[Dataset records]
_ _ _

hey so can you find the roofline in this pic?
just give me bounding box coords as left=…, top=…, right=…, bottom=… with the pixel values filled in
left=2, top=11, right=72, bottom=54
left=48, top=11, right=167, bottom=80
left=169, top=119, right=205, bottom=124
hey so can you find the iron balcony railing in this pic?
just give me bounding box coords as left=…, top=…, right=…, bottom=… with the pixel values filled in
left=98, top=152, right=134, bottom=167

_ _ _

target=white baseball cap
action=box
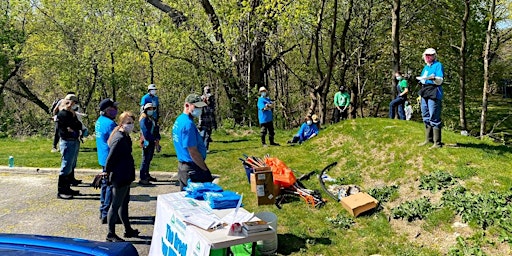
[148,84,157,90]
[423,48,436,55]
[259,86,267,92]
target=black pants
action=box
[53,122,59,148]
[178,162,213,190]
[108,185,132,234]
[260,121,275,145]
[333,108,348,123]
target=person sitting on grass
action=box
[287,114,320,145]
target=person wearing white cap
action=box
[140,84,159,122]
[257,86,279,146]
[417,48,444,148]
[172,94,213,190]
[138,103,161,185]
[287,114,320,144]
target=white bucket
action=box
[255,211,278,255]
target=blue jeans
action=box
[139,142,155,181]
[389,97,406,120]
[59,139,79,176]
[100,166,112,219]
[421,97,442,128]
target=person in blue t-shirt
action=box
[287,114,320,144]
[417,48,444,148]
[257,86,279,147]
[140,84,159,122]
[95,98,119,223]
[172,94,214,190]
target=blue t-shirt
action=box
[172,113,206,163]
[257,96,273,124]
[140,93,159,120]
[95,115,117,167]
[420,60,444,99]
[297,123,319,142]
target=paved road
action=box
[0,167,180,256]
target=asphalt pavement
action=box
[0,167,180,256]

_ _ _

### WORK INSTRUCTION:
When a line of the records has the word "person", pick it out and copy it.

### OUTPUT OF THE TASK:
target=person sitting on grass
target=person wearing white cap
target=person in blue t-shirt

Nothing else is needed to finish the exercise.